**Short exercise**
Rewrite the records from their first line through the line containing "xmin=352 ymin=425 xmax=398 ymax=460", including both, and change every "Target" to "Label" while keeping everything else the same. Give only those lines.

**Supplied records**
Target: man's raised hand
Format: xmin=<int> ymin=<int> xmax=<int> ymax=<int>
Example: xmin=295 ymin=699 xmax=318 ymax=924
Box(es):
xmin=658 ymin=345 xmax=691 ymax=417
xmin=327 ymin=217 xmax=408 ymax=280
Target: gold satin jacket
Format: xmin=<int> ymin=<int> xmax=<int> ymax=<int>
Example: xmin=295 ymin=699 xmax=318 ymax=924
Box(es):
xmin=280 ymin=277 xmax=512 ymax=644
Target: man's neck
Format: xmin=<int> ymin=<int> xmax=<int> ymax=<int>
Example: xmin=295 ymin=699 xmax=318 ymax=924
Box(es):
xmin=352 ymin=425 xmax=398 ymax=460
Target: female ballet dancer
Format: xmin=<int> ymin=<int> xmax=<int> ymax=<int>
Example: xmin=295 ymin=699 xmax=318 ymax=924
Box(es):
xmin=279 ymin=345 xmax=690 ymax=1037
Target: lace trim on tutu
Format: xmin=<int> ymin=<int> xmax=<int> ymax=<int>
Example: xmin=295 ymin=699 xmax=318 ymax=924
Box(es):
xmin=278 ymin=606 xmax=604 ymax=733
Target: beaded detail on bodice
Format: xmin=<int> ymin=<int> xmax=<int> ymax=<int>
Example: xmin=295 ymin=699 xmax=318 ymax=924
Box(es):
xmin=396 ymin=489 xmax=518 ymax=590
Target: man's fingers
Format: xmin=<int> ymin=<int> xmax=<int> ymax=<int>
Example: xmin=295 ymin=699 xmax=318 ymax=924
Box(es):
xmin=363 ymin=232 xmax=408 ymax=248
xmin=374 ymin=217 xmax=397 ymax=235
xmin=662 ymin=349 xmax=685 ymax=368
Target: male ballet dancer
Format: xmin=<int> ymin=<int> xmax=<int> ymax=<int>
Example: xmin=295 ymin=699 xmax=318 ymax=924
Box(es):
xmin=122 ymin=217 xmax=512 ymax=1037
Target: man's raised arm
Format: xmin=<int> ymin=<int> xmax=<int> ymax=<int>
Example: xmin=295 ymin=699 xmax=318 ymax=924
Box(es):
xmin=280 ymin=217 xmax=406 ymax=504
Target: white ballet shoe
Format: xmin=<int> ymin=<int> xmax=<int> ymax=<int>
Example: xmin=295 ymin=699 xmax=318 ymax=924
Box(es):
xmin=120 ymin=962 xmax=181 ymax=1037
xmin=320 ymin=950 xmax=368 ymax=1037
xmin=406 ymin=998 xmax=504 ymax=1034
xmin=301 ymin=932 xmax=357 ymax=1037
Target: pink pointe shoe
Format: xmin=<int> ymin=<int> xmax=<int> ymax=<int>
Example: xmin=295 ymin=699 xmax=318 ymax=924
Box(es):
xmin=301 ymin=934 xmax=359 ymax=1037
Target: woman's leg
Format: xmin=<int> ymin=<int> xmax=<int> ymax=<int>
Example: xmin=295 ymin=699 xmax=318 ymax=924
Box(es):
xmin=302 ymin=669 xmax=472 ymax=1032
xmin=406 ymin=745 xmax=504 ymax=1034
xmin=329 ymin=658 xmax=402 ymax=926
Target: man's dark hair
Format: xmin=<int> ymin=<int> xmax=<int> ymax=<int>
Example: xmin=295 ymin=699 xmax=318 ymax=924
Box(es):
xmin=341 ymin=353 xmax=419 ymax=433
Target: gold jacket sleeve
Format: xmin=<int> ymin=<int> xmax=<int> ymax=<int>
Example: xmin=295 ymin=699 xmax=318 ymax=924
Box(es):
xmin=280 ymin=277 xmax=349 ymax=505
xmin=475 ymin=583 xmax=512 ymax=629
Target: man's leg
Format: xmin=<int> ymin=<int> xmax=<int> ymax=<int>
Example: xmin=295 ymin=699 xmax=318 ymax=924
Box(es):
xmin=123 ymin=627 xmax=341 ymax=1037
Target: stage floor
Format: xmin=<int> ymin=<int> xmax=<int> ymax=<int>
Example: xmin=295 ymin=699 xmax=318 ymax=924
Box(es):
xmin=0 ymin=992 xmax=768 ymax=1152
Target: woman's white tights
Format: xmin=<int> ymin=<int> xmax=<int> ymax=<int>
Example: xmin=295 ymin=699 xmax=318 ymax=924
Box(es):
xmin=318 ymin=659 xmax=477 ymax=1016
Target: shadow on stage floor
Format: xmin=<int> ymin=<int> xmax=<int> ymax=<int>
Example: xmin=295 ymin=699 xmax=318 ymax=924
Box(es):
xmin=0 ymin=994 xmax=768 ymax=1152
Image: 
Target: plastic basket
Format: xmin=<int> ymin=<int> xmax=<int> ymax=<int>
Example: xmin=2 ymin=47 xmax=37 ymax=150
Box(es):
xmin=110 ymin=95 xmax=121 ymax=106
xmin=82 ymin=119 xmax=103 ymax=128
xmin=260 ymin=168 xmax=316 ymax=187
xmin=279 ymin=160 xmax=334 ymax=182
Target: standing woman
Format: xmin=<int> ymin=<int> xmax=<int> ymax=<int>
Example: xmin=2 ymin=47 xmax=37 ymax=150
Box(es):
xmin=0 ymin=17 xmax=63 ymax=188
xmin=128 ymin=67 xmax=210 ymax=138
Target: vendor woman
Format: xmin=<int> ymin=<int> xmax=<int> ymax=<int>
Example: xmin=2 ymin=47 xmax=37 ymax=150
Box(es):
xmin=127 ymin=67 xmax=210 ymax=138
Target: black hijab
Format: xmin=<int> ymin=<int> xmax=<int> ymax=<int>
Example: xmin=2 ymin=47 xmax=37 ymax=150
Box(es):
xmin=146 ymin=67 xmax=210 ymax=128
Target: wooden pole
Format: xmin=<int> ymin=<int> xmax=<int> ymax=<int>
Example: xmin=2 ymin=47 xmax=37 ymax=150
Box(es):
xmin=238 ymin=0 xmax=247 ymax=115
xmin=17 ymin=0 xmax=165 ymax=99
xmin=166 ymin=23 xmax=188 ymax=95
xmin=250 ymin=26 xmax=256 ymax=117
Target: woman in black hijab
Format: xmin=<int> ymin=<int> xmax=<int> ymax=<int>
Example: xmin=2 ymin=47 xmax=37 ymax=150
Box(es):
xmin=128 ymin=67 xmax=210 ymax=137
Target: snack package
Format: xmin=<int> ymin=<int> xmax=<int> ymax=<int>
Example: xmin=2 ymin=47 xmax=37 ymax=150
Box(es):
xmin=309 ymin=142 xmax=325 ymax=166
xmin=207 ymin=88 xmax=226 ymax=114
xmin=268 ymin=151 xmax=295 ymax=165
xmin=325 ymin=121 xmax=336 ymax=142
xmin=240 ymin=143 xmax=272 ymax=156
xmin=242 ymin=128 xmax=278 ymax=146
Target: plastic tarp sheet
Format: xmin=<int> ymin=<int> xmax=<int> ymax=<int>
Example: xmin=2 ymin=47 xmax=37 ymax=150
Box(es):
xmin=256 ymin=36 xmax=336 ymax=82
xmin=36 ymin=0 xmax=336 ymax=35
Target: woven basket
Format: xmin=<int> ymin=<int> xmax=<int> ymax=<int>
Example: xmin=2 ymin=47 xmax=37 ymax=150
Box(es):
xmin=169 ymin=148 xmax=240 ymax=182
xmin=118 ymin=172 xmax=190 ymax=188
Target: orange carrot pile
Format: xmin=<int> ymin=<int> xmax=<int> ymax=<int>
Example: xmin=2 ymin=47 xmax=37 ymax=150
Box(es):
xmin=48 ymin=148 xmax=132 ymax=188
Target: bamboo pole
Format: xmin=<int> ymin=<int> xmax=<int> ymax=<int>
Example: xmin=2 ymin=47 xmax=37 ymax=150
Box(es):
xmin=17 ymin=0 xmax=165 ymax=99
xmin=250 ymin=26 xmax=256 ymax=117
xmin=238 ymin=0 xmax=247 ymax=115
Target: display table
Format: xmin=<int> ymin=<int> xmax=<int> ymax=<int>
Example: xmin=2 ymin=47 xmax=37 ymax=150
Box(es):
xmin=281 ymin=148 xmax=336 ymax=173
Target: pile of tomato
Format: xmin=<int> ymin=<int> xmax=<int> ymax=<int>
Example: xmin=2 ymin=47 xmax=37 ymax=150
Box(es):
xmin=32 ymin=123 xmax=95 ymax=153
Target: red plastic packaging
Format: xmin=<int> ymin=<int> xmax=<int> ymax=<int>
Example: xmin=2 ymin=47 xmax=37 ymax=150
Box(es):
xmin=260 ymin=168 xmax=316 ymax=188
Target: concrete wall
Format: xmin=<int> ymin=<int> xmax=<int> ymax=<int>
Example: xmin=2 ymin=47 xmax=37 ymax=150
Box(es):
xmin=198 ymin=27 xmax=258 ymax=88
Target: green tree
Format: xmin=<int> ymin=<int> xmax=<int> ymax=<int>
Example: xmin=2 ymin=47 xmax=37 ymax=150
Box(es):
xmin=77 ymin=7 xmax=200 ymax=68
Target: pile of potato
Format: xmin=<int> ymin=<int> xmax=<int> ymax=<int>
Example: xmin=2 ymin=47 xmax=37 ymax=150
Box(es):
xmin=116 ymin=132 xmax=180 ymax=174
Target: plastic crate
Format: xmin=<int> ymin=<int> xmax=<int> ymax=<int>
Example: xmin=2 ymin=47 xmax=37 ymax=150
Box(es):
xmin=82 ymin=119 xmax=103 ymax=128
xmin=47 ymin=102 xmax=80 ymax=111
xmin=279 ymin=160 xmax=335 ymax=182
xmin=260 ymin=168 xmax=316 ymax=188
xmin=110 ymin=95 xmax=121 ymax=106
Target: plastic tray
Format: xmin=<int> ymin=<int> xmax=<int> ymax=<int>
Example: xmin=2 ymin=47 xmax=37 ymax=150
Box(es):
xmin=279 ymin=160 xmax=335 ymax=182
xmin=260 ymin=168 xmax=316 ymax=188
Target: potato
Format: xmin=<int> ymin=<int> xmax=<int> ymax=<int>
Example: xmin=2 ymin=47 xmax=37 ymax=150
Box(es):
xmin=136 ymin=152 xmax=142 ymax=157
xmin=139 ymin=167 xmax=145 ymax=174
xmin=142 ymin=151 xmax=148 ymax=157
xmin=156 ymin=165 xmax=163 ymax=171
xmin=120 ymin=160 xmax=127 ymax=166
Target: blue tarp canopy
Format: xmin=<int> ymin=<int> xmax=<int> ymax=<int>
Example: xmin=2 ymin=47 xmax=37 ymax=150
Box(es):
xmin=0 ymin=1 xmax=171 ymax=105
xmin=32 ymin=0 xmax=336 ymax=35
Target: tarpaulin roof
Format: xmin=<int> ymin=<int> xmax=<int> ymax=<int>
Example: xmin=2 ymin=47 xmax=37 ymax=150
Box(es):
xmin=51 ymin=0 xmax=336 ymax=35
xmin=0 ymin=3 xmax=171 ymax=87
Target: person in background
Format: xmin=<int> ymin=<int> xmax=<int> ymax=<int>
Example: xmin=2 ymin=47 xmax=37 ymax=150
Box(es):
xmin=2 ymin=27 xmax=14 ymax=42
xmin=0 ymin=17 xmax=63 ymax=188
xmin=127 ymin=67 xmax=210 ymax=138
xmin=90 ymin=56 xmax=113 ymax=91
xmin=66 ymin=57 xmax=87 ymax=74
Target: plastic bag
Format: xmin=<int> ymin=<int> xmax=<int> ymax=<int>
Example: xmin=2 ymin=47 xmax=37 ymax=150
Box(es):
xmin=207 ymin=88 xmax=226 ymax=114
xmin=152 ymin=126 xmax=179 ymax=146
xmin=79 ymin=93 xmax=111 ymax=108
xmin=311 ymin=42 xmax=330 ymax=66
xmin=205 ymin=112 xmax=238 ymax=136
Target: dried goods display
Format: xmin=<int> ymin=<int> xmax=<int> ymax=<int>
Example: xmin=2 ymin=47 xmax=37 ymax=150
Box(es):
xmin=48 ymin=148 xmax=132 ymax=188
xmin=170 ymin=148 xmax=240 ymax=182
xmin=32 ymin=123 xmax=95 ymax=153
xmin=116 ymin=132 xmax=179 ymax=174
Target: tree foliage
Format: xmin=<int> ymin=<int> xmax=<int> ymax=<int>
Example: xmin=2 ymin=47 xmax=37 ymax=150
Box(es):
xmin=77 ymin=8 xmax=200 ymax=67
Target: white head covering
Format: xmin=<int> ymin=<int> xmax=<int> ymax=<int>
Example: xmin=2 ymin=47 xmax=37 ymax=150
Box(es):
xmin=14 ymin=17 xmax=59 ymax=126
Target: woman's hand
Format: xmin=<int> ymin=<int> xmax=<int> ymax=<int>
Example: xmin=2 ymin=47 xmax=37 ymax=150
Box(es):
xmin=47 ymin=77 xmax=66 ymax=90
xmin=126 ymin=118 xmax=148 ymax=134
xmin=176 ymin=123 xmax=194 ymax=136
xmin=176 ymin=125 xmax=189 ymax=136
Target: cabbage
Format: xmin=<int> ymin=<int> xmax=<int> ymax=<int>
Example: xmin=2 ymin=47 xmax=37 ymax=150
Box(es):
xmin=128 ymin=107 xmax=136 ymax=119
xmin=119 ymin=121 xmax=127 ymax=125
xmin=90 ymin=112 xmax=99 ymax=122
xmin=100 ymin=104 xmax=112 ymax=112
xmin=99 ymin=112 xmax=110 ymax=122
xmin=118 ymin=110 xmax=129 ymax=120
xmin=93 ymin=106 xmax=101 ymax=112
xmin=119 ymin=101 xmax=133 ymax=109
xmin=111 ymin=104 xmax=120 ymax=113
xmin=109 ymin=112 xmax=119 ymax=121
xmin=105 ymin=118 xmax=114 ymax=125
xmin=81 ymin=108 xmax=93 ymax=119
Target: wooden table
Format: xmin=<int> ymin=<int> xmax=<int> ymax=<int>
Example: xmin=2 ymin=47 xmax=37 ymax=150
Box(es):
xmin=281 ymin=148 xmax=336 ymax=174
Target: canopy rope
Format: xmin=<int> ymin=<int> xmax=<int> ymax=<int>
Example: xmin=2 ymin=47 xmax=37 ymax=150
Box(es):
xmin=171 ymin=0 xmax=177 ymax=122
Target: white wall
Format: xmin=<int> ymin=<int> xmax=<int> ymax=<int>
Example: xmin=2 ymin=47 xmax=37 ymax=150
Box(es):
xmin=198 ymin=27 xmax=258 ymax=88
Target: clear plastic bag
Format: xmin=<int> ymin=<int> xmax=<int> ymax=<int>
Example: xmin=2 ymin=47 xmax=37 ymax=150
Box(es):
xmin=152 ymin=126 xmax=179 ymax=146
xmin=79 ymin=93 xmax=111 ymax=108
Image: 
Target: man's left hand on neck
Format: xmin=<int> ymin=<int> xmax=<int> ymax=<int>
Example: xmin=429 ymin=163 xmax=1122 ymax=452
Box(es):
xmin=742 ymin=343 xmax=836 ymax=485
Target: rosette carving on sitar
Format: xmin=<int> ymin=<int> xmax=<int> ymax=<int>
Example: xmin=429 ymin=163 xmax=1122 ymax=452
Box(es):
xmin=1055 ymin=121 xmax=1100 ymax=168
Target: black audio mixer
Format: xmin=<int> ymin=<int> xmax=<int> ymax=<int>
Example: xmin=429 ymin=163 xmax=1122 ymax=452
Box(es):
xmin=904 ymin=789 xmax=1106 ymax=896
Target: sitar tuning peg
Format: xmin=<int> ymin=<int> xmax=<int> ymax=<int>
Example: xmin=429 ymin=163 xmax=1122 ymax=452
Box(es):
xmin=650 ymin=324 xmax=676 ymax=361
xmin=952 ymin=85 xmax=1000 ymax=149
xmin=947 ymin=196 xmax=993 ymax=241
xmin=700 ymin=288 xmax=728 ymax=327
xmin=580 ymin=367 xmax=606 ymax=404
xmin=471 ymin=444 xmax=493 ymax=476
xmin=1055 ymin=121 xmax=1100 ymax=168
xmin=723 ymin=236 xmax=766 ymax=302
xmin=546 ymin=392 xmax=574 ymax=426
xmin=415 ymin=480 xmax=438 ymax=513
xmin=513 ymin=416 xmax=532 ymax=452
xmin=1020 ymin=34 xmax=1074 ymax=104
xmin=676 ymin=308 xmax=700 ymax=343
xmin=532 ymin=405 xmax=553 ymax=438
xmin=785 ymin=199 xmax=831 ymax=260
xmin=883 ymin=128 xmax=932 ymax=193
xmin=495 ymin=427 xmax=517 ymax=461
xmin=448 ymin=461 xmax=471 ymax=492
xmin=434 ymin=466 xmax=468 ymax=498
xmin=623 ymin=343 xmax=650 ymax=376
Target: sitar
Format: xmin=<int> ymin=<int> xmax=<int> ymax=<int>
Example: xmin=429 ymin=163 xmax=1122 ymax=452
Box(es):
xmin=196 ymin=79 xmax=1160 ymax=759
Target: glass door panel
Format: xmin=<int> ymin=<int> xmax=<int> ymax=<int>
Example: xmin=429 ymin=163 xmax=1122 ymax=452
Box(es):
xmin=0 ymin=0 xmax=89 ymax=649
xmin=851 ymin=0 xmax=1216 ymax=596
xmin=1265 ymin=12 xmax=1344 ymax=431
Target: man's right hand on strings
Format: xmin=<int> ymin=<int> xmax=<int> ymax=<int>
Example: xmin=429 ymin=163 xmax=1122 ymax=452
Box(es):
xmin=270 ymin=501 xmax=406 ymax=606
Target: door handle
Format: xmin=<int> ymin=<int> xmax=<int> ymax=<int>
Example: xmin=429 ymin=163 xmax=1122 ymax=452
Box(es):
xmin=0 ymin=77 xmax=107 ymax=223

**Complete output**
Label: man's raised hand
Format: xmin=<int> ymin=<int> xmax=<int> ymax=<int>
Example: xmin=295 ymin=699 xmax=318 ymax=924
Box(es):
xmin=658 ymin=345 xmax=691 ymax=417
xmin=327 ymin=217 xmax=408 ymax=280
Label: gold satin jacket
Format: xmin=<int> ymin=<int> xmax=<int> ymax=<int>
Example: xmin=295 ymin=699 xmax=318 ymax=924
Box(es):
xmin=280 ymin=277 xmax=512 ymax=644
Label: man's neck
Format: xmin=<int> ymin=<int> xmax=<int> ymax=<int>
Example: xmin=295 ymin=699 xmax=318 ymax=924
Box(es):
xmin=352 ymin=425 xmax=398 ymax=460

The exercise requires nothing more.